WRITTEN EXERCISE: Copy out only the span from the line with "Could you point out the foliage" to the end of the data, both ends kept, word for word.

start STORED RECORDS

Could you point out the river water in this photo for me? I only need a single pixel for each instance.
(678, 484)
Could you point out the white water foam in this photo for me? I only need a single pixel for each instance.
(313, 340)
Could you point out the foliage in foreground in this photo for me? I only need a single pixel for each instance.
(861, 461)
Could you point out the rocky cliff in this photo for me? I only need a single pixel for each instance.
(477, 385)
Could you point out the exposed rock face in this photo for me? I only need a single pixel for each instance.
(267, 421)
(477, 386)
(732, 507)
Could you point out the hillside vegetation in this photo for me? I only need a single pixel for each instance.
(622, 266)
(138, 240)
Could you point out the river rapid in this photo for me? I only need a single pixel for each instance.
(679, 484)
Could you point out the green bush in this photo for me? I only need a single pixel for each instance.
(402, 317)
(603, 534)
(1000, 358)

end STORED RECORDS

OUTPUT OF THE EXERCISE:
Could you point out the foliage in foreground in this photo for me? I only need a single pixel for each instance.
(861, 461)
Could you point out the rocky cliff in this photo for me? I only need a single pixel for each instance.
(477, 385)
Could you point out the exposed rock face in this photo for me? I only need a single pixel for each instance.
(267, 421)
(477, 386)
(732, 507)
Could you point out the hillside vegetation in this photo for me? I only need a single pixel for each instance.
(622, 266)
(138, 240)
Could you point out the river rapid in this photo for me? I only need a single pixel for each instance.
(679, 484)
Could you point out the green bush in this photo for me? I only need a single pixel for each instance.
(402, 317)
(603, 534)
(1000, 358)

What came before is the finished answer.